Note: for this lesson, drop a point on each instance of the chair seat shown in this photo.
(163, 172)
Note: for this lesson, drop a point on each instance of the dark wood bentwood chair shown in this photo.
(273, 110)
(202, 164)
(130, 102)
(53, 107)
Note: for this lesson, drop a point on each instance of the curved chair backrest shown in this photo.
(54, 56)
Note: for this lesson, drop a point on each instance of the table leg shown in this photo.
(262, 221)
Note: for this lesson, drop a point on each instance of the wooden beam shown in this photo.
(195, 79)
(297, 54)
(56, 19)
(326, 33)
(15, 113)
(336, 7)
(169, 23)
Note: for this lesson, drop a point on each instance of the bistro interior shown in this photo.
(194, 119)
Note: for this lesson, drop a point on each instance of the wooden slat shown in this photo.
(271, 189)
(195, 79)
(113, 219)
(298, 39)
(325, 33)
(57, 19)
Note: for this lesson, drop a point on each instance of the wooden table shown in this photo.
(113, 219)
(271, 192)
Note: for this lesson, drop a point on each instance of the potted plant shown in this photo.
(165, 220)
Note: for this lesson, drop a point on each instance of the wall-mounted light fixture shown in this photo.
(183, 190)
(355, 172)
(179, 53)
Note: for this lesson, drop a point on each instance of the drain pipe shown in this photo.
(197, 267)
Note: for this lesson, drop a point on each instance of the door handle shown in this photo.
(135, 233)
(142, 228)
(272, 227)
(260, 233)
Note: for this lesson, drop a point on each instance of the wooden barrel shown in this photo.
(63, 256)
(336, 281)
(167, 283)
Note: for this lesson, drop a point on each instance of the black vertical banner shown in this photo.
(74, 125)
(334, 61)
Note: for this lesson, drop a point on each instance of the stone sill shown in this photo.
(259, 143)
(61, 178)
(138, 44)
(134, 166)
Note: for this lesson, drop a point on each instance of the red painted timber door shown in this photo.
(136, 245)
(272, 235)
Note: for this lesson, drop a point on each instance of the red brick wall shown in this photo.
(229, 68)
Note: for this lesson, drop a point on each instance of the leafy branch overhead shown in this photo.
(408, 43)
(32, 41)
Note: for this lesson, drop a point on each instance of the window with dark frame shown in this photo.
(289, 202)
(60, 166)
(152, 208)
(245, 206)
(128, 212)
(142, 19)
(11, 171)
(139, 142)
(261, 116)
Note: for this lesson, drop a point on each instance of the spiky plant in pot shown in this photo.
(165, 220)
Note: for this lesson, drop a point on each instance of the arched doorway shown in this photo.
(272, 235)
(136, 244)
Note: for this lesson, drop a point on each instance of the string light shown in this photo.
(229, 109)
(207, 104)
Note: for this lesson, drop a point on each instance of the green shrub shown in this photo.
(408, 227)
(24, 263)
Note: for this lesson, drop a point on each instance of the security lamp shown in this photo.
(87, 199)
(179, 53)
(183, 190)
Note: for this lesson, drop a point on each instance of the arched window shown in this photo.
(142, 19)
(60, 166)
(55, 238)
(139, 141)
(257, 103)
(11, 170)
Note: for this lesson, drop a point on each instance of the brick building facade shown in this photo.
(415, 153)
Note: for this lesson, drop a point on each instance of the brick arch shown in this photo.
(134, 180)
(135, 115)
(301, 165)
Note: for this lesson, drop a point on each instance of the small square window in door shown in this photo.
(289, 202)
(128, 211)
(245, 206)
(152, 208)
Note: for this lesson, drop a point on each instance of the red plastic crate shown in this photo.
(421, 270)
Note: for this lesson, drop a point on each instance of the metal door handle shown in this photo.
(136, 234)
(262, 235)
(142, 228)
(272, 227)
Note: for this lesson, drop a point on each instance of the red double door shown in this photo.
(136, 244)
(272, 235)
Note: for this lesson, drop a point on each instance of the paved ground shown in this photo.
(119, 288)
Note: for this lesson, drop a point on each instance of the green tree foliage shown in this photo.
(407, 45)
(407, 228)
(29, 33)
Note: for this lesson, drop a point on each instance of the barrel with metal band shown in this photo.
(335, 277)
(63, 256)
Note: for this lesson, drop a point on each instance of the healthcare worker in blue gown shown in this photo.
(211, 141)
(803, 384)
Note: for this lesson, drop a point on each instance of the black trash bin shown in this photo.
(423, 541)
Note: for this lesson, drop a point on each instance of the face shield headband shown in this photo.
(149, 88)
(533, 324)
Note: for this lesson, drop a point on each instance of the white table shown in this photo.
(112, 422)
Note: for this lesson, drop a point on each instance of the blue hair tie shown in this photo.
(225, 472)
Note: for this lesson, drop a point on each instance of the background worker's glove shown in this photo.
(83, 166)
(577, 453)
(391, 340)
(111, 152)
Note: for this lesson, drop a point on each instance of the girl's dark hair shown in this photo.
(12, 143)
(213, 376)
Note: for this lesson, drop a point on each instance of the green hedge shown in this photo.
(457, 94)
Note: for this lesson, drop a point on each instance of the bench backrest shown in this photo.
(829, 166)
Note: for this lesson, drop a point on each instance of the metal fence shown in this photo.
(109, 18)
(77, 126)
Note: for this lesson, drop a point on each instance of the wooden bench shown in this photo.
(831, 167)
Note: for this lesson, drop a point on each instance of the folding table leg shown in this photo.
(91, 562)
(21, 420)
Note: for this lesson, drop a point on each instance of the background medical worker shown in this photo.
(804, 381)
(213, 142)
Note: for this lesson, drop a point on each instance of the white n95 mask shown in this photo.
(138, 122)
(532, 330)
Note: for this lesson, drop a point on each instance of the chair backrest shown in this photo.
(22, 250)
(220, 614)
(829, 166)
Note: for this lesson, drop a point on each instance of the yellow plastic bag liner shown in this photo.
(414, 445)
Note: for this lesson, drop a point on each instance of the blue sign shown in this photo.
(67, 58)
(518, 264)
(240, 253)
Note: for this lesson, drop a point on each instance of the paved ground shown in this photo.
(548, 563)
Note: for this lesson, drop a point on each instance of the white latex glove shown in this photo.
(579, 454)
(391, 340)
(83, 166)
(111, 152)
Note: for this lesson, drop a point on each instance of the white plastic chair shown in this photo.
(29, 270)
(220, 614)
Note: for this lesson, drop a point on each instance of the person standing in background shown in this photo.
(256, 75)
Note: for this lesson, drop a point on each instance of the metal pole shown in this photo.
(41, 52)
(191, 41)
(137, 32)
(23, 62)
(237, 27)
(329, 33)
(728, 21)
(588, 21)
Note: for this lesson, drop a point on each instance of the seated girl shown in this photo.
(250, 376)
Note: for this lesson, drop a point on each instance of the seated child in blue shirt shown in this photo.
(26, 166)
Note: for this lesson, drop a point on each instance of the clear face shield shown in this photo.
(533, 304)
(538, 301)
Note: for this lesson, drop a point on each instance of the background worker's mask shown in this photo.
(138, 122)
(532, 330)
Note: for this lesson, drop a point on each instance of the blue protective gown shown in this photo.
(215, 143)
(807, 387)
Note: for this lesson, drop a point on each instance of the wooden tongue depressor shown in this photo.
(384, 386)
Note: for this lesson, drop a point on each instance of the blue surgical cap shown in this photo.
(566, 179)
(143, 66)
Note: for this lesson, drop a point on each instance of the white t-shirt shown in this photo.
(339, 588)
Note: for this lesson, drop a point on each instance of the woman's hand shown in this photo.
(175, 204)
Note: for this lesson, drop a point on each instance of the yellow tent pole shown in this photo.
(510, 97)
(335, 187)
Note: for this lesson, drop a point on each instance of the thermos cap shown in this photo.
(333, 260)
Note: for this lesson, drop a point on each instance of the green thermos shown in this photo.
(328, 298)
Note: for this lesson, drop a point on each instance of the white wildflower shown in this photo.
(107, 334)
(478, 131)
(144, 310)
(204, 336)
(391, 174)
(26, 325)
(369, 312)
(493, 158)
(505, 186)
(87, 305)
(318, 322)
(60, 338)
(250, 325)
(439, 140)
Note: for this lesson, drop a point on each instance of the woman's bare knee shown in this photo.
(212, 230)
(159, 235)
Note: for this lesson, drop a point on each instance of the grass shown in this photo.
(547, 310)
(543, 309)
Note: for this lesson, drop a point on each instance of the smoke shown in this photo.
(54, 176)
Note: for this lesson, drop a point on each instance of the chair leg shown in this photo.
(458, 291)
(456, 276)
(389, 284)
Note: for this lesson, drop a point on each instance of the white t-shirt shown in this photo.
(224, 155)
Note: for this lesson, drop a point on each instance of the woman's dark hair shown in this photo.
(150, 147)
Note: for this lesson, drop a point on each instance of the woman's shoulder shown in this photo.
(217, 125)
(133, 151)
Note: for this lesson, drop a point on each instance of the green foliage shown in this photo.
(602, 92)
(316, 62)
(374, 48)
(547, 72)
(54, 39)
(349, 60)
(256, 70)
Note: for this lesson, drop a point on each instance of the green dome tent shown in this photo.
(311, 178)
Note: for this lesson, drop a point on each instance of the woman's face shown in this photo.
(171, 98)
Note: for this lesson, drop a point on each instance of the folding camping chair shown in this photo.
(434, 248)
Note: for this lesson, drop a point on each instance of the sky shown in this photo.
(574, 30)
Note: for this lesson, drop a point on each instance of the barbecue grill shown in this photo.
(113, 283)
--*--
From the line containing "woman's dark hair shown in this photo." to the last line of the material, please quote every line exactly and only those.

Note: for this lesson, drop a point on each instance of the woman's dark hair shown in this photo.
(150, 147)
Note: for this lesson, drop a point on each instance of the woman's shoulder shown in this photo.
(217, 125)
(133, 151)
Note: for this lesson, drop a point on each instance of the green foliage shown in this photo.
(602, 92)
(316, 62)
(374, 48)
(547, 72)
(54, 39)
(349, 60)
(256, 70)
Note: for this lesson, drop a point on each instance of the green dome tent shown in this photo.
(311, 178)
Note: for this lesson, drop a point on each instance of the woman's face shown in this photo.
(171, 98)
Note: for this lesson, drop a point on each instance of the folding camping chair shown in this photo.
(434, 248)
Note: for this lesson, drop a point on each instance of the sky shown in this photo.
(574, 30)
Note: for this lesson, drop a point on each instance of the barbecue grill shown in this photo.
(113, 283)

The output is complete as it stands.